** BEGIN Dataset **
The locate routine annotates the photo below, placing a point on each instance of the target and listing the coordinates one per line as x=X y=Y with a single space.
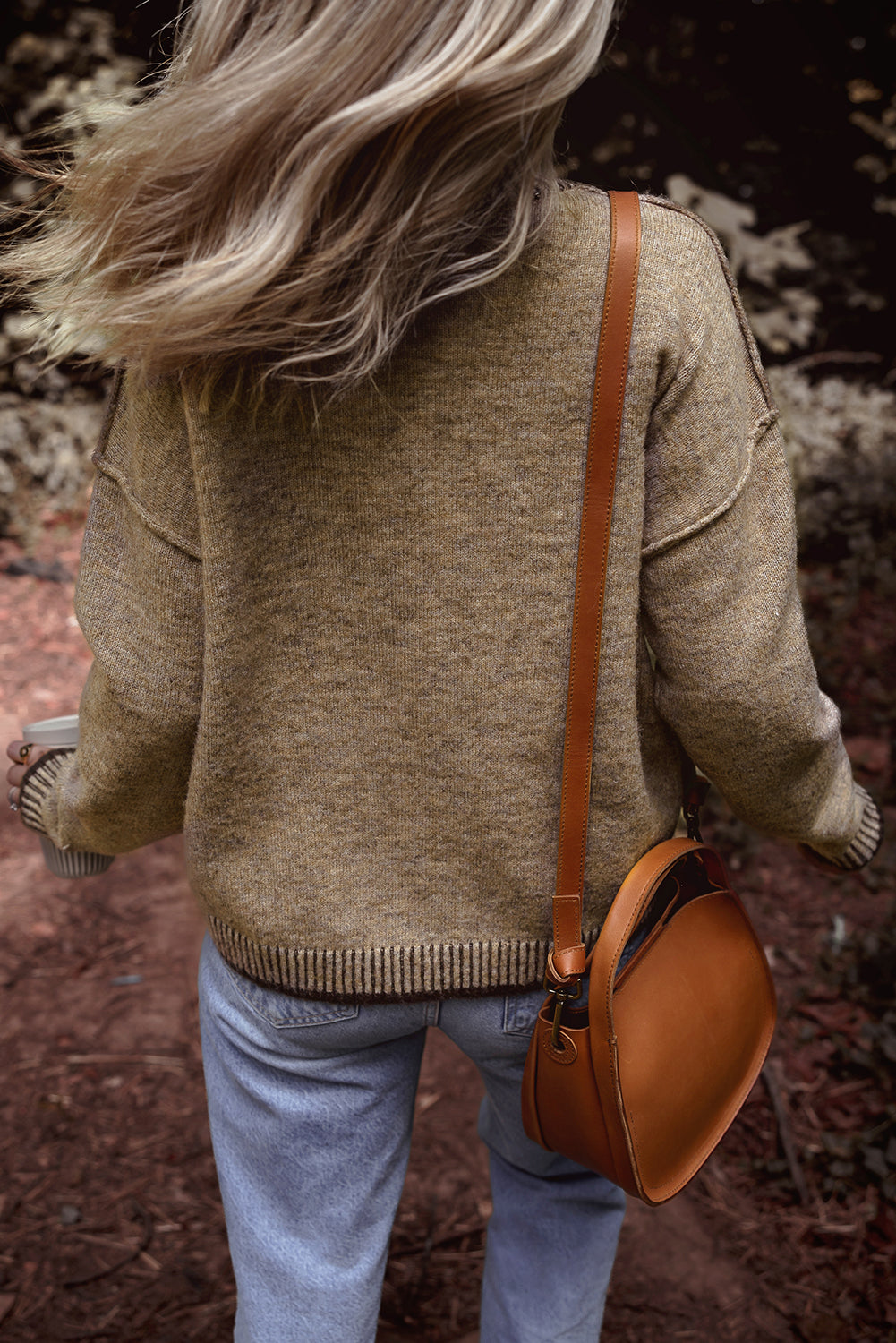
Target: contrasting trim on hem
x=864 y=846
x=387 y=974
x=38 y=784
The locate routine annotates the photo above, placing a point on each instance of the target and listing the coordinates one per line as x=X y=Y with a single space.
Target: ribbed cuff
x=863 y=848
x=38 y=784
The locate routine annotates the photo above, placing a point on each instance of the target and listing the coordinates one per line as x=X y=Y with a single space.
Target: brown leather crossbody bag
x=640 y=1077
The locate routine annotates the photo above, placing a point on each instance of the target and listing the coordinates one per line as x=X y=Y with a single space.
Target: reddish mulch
x=110 y=1225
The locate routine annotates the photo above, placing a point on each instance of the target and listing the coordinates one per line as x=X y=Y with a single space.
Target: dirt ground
x=110 y=1227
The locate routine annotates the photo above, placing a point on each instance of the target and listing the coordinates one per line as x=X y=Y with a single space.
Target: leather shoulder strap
x=594 y=543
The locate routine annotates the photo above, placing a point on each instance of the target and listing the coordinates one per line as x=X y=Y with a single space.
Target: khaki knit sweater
x=335 y=652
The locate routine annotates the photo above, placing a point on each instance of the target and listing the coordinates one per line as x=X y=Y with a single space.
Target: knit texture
x=333 y=647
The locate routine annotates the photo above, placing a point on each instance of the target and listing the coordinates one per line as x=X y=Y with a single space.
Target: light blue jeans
x=311 y=1108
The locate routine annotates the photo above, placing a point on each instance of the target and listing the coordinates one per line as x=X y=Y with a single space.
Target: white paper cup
x=64 y=862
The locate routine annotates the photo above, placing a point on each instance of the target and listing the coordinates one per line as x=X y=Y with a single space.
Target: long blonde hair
x=306 y=177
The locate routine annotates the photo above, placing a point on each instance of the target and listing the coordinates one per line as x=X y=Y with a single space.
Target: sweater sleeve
x=734 y=672
x=139 y=602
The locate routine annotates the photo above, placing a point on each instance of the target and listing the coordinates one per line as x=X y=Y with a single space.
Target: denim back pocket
x=284 y=1012
x=520 y=1012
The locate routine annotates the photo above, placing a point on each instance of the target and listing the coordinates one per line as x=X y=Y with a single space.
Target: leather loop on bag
x=641 y=1082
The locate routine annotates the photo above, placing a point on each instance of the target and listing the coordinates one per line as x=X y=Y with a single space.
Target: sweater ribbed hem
x=387 y=974
x=38 y=784
x=866 y=843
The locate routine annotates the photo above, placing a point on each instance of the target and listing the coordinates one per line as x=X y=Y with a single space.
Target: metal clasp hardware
** END Dataset **
**Instructions for the task**
Change "locate routine" to "pointing routine" throughout the material above and reproduce all of its lines with nothing else altered. Leave the picture out of your copy.

**Result of the task**
The pointing routine annotates the photo below, placing a point on each instance of the target and listing the coordinates one per line as x=X y=Y with a single space.
Target: contrasting trim on hem
x=864 y=846
x=387 y=974
x=38 y=784
The pointing routine annotates the photo above, placing a point on each instance of the target and listing the coordinates one per line as x=X y=Y with a single space.
Target: ribbed cuff
x=863 y=848
x=38 y=784
The pointing routine annotates the photo above, placing a point on each instance of the target and listing the coordinates one per line as x=X y=Y with a single space.
Target: brown leather crossbody bag
x=640 y=1077
The pointing routine annotates the photo above, placing a point on each instance of the target and listing the coordinates one per line as x=X y=Y with a single space.
Target: reddish mulch
x=110 y=1225
The pointing routine annotates the photo above, placing a point on each instance of the target and listing the coordinates one per line as x=X y=Y with a single space.
Target: dirt ground
x=110 y=1227
The pointing routine annotates the photo above, placing a point on each instance of the target and listing the coordinates one per line as x=X y=Y with a single space.
Target: leather shoulder strap
x=594 y=543
The pointing routine annotates the photo above, placing a point on each instance of the target and listing the coordinates one per line as x=X y=Y with a single space.
Target: khaki knit sweater
x=335 y=652
The pointing routine annotates the photo above, placing a point on each instance of the target and listing the coordinates one per line as x=X y=Y with a single space.
Target: knit texture
x=333 y=647
The pointing routine annotates the photo above, placing a point on each instance of the target and listing the coordinates one per line as x=X y=Y with a single space.
Target: light blue jeans
x=311 y=1108
The pointing routine annotates the photo above, placing a point on each instance of the target and listing the coordinates one per line as x=X y=Y with a single space.
Target: white paper cup
x=64 y=862
The pointing routine annotates the photo above, placing a point on each instance of the target and listing the coordinates one per line as x=X y=Y with a single space.
Target: long blonde hair
x=306 y=177
The pointing routine annotates the photo above, placing a point on each instance of the target and listing the coordinates one per line as x=X y=Y with a single space.
Target: sweater sleeve
x=734 y=672
x=139 y=602
The pointing routine annotates the photo above, placing a point on each instance of the target and listing the coordinates one per line as x=X y=Y with a single space.
Target: denim back pocket
x=284 y=1012
x=520 y=1012
The pointing routine annotates the photo above, placing a point on each instance of the target and listing the coordinates one per line as x=X y=Y with a single space.
Target: leather loop on bag
x=641 y=1082
The pointing routine annotates the photo above, placing a point on each instance of the target and listing the coordinates one per line as x=X y=Y with a single space.
Target: sweater ribbed hem
x=387 y=974
x=38 y=784
x=866 y=843
The pointing routine annotates the photo above, placing a point on each instance of the target and listing the coordinates one per line as x=X y=Y with a single space.
Target: metal clasp hardware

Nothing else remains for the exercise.